'''

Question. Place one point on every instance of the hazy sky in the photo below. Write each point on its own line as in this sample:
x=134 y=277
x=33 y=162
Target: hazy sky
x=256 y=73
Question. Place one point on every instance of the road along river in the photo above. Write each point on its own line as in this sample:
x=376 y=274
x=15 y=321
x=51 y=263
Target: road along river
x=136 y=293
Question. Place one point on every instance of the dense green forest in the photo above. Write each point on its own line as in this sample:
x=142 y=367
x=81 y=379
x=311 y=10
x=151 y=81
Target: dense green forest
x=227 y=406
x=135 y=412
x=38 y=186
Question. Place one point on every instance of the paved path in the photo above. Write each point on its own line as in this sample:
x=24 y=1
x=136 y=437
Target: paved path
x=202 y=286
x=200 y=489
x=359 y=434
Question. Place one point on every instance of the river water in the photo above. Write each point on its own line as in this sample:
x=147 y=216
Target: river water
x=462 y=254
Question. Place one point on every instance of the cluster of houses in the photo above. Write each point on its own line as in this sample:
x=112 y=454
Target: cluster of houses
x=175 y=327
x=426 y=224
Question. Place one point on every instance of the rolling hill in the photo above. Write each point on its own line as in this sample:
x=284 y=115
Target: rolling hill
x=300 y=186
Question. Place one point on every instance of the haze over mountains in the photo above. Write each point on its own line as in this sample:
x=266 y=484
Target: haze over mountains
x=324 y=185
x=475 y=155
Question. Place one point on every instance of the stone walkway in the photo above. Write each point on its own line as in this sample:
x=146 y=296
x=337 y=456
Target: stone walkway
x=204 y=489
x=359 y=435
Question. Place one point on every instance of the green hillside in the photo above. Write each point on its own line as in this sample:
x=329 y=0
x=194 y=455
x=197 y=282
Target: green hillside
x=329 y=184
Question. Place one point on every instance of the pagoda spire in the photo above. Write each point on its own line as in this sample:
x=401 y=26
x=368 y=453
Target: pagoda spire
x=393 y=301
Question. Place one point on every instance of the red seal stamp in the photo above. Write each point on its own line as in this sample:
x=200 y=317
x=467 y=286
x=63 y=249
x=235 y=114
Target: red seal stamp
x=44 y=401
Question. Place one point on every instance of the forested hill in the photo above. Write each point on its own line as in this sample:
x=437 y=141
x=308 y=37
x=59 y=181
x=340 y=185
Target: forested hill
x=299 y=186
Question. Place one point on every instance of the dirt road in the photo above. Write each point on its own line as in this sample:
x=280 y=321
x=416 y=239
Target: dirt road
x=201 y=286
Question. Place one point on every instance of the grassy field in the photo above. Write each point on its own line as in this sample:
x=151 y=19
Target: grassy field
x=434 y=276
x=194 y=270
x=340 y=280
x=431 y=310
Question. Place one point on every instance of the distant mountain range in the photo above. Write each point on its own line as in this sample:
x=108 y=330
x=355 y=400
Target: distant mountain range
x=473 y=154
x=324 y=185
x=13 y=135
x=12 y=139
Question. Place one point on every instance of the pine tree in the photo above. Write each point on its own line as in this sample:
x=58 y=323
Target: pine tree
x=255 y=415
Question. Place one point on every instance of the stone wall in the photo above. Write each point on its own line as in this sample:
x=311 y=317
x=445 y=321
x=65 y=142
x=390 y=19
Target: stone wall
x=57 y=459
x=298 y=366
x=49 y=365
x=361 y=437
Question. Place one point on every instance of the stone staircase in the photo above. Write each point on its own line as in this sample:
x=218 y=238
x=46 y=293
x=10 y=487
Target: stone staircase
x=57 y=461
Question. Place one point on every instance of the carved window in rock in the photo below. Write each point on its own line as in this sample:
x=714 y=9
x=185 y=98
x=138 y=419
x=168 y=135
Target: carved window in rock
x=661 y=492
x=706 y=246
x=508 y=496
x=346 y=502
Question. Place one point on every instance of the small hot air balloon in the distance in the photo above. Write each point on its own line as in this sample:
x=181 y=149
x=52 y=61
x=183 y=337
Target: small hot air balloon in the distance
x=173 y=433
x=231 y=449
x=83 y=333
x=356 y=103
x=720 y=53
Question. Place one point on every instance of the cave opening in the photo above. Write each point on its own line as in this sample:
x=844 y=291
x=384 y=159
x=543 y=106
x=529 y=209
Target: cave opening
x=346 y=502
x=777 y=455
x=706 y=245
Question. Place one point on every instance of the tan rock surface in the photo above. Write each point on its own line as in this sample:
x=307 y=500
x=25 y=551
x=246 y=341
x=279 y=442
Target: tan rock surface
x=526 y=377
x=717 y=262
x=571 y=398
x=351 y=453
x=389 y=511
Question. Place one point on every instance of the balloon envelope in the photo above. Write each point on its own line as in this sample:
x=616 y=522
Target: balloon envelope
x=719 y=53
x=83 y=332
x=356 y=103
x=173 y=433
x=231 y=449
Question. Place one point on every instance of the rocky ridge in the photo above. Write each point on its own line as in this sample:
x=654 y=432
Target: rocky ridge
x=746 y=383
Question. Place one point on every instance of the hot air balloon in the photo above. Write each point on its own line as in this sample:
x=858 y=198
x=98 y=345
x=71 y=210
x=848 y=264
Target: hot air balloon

'''

◆ **What is required**
Reproduce the listing above with "on a separate line" substituted for every occurrence of "on its own line", keeping all other text unchanged.

◆ **Task response**
Question. Place one point on every instance of the hazy sky in the photo below. Write each point on a separate line as in this sample:
x=134 y=277
x=33 y=162
Target: hazy sky
x=256 y=73
Question. Place one point on every instance of the road along river in the photo above. Write each point on a separate line as in this sample:
x=376 y=274
x=15 y=321
x=51 y=263
Target: road along river
x=136 y=293
Question. Place one point on every instance of the dense green forest in the photo above. Write each point on a separate line as in this sample:
x=142 y=367
x=81 y=379
x=311 y=10
x=151 y=81
Target: dense green forest
x=227 y=406
x=135 y=412
x=38 y=186
Question. Place one point on every instance of the paved path in the photo above. Write each point on a separate line as in this sample:
x=24 y=1
x=136 y=437
Target: paved path
x=202 y=286
x=200 y=489
x=359 y=434
Question. Place one point on every instance of the river water in the photo above. Write each point on a separate line as in this sample:
x=147 y=216
Target: river water
x=462 y=254
Question. Place one point on every instance of the cluster of houses in the photo above. Write each point on a separate line as in this sample:
x=112 y=454
Target: cluster of houses
x=175 y=327
x=426 y=224
Question. Place one point on every instance of the rolling hill in the photo above. Write each point on a separate line as in this sample:
x=284 y=115
Target: rolling hill
x=300 y=186
Question. Place one point on every instance of the haze over mountains in the photo above. Write each point on a separate line as in this sample:
x=266 y=484
Target: haze over mountains
x=324 y=185
x=475 y=155
Question. Place one point on every instance of the stone walkway in the photo above. Write each point on a separate line as in this sample:
x=146 y=296
x=337 y=456
Target: stone walkway
x=204 y=489
x=359 y=435
Question. Place one point on every instance of the green hillside in the photo above. Write each point on a separate line as in this sample:
x=329 y=0
x=194 y=455
x=197 y=282
Target: green hillside
x=329 y=184
Question. Place one point on every instance of the pagoda spire in the photo above. Write each point on a separate line as in this sample:
x=401 y=26
x=368 y=453
Target: pagoda spire
x=393 y=301
Question. Place one point on every instance of the red seal stamp in the photo above. Write each point on a separate line as in this sample:
x=200 y=317
x=467 y=286
x=63 y=249
x=235 y=114
Target: red seal stamp
x=44 y=401
Question. Place one point on every instance of the forested hill in the photo above. Write each point on a separate line as in this sample:
x=437 y=141
x=308 y=37
x=59 y=181
x=340 y=185
Target: forested hill
x=299 y=186
Question. Place one point on every instance of the dirt road in the photo above. Write each point on a separate line as in this sample:
x=280 y=321
x=416 y=239
Target: dirt road
x=201 y=286
Question. Place one point on every instance of the grassy field in the photo above. Write each point on a separate line as in this sample:
x=151 y=19
Target: grassy field
x=434 y=276
x=194 y=270
x=340 y=280
x=431 y=310
Question. Place one point on every instance of the distant mountain range in the photo above. Write each point on a separate line as in this sample:
x=108 y=330
x=355 y=400
Target: distant mountain range
x=473 y=154
x=324 y=185
x=13 y=135
x=12 y=139
Question. Place one point on every instance of the pine tree in the photo above. Write each point on a separate line as in this sample:
x=58 y=323
Target: pine tree
x=255 y=415
Question. Place one point on every instance of the stone wall in the photo above. Write each point on a separate line as in this sample:
x=311 y=317
x=445 y=321
x=65 y=142
x=390 y=19
Target: stone wall
x=57 y=459
x=298 y=366
x=49 y=365
x=361 y=437
Question. Place one point on every instance of the stone staircase in the photo above. Write each point on a separate line as in this sample:
x=218 y=238
x=46 y=293
x=10 y=487
Target: stone staircase
x=57 y=461
Question. Place one point on every instance of the carved window in rock in the photo below. Write each point on a separate line as in this sample:
x=714 y=9
x=185 y=98
x=138 y=419
x=168 y=135
Target: carved window in rock
x=661 y=492
x=706 y=246
x=508 y=496
x=346 y=502
Question. Place one point on every instance of the small hot air balloon in the distance in the photo above. Write each point on a separate line as in this sample:
x=181 y=149
x=52 y=61
x=183 y=337
Target: small hot air balloon in the distance
x=173 y=433
x=231 y=449
x=83 y=333
x=356 y=103
x=720 y=53
Question. Place one point on every instance of the cave opening in the photo above. Write each point on a separate line as in this sample:
x=844 y=291
x=384 y=159
x=543 y=106
x=529 y=209
Target: cave opening
x=346 y=502
x=777 y=455
x=706 y=245
Question. Place one point on every instance of the tan rock surface in the photo above. Write each point on a separate line as in this sample:
x=307 y=500
x=25 y=551
x=246 y=341
x=279 y=442
Target: tan rock surface
x=526 y=377
x=717 y=262
x=571 y=398
x=351 y=453
x=389 y=511
Question. Place one point on every instance of the balloon envelope in the photo above. Write each point on a separate line as in this sample:
x=616 y=522
Target: balloon envelope
x=719 y=53
x=83 y=332
x=356 y=103
x=173 y=433
x=231 y=449
Question. Place one point on every instance of the rocky ridge in the photo above. Write each point on a separate line as in this sample:
x=654 y=432
Target: rocky ridge
x=746 y=383
Question. Place one point on every instance of the hot air balloon in the photo above. Write each point on a separate line as in this sample:
x=858 y=198
x=98 y=345
x=71 y=210
x=848 y=264
Target: hot air balloon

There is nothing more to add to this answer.